Un lieu public ouvert
« Nous sommes un lieu ouvert à tous, où il ne faut ni ticket, ni argent, ni carte d’identité pour entrer », décrit Jean-Rémi François, co-responsable de la commission Accessibilités à l’Association des bibliothécaires de France (ABF) et directeur de la médiathèque départementale des Ardennes. « C’est l’un des derniers lieux publics entièrement ouvert. »
Immanquablement, c’est toute la diversité sociale de notre société qui s’y retrouve : « Les personnes errantes vont pouvoir trouver refuge dans un cadre agréable, pour rompre leur isolement total : même si elles ne parlent à personne, il y a du monde autour », poursuit-il. Et pas seulement. Des étudiants précaires, des demandeurs d’asile, des personnes aux RSA poussent au quotidien les portes de ces lieux chaleureux et ouverts.
Une demande sociale
Ce qui vient interroger, de fait, la mission sociale des médiathécaires et ses limites : « On se retrouve donc avec des situations qui dépassent les missions, les compétences et les objectifs de médiation culturelle, d’accès à la culture. »
Des personnes viennent ainsi pour débloquer une situation administrative ou pour rompre leur isolement. « Ce sont des lieux où l’on capte un public qui a une demande sociale », résume Jean-Rémi François.
Pas de protocole
Un constat établi depuis longtemps. Néanmoins, les réponses tardent à venir. La question des situations où l’accompagnement des médiathécaires frise l’accompagnement social reste peu abordée en formation et dans la presse spécialisée. Il n’existe pas de texte ou de protocole indiquant les limites de l’accompagnement numérique, par exemple, lorsqu’il touche au social.
Dans ce contexte, « il y a une part de subjectif dans les réponses que nous allons donner, explique Hélène Brochard, directrice de la médiathèque de Villeneuve d’Ascq, en métropole lilloise. Certains médiathécaires vont accepter de remplir un dossier, d’autres vont s’arrêter à certains moments. Certains collègues ne sont pas à l’aise quand on leur confie un mot de passe ou qu’on leur demande de télécharger un relevé de comptes, par exemple. »
Une formation inadéquate
« La formation reste inadéquate par rapport aux situations de terrain », abonde Jean-Luc Duval, responsable de l’action culturelle, éducative et sociale à la médiathèque de Dunkerque. Il déplore le fait que tout soit encore largement pensé par le prisme de l’offre culturelle.

§ Extrait des données

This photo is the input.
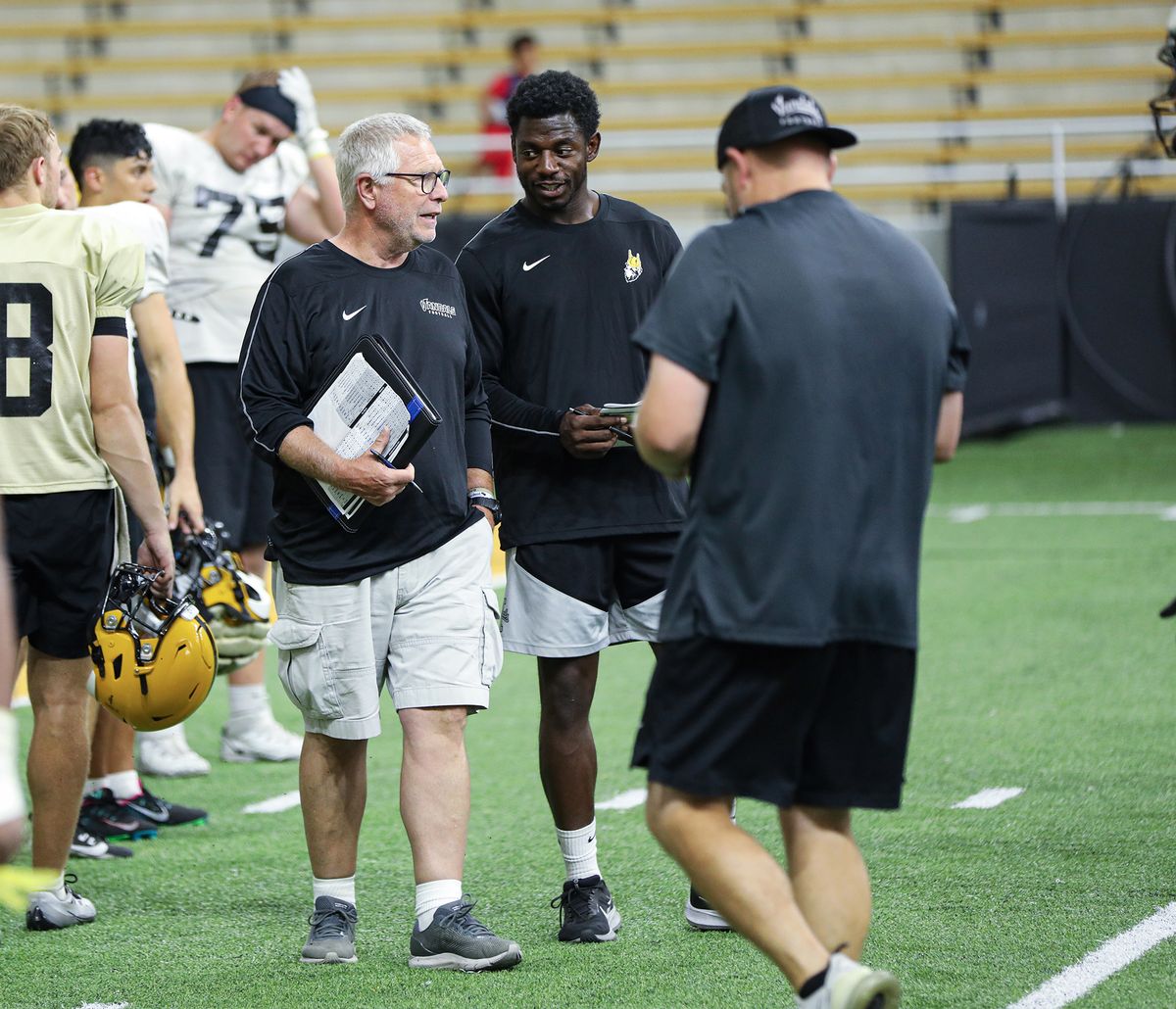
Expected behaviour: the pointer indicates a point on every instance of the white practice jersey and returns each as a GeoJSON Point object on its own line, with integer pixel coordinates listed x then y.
{"type": "Point", "coordinates": [226, 227]}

§ Exercices
a. Recopiez l'extrait depuis « Immanquablement, c’est toute » jusqu'à « chaleureux et ouverts. » inclus.
b. Répondez, s'il vous plaît, à ces questions sur l'extrait :
(i) Quelle médiathèque Jean-Rémi François dirige-t-il ?
(ii) Dans quelle ville se trouve la médiathèque dirigée par Hélène Brochard ?
(iii) Quelle fonction Jean-Luc Duval occupe-t-il à la médiathèque de Dunkerque ?
Seul l'extrait doit servir de source.

§ Réponses finales
a.
Immanquablement, c’est toute la diversité sociale de notre société qui s’y retrouve : « Les personnes errantes vont pouvoir trouver refuge dans un cadre agréable, pour rompre leur isolement total : même si elles ne parlent à personne, il y a du monde autour », poursuit-il. Et pas seulement. Des étudiants précaires, des demandeurs d’asile, des personnes aux RSA poussent au quotidien les portes de ces lieux chaleureux et ouverts.

b.
(i) La médiathèque départementale des Ardennes.
(ii) Villeneuve d'Ascq, en métropole lilloise.
(iii) Responsable de l'action culturelle, éducative et sociale.